- **Action item**
Look for "small" in the records and copy every line that has it.

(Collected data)
○ ○ ○ ○ ○
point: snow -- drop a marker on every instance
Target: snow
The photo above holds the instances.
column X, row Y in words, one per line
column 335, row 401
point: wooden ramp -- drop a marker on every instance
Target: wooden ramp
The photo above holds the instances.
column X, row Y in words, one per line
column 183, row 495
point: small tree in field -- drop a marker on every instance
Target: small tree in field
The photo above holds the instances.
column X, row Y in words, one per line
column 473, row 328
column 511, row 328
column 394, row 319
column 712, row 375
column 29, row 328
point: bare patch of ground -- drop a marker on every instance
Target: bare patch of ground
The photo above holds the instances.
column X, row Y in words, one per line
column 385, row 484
○ ○ ○ ○ ○
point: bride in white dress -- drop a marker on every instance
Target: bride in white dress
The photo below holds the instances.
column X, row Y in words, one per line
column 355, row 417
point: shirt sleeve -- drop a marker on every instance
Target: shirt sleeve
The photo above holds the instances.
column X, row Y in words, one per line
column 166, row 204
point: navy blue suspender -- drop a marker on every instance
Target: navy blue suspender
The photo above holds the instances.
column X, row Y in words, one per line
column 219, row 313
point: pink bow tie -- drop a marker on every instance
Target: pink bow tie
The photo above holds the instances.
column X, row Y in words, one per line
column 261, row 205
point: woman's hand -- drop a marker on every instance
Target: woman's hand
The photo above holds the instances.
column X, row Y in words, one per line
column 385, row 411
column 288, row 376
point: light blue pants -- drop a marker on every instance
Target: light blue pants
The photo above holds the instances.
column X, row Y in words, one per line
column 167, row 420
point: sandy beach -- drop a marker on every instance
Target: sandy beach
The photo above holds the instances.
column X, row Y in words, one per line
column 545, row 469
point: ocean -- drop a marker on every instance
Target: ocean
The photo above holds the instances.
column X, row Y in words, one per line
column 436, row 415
○ ○ ○ ○ ○
- **Solution for this task**
point: small tree in field -- drop a marker on every instance
Target: small tree in field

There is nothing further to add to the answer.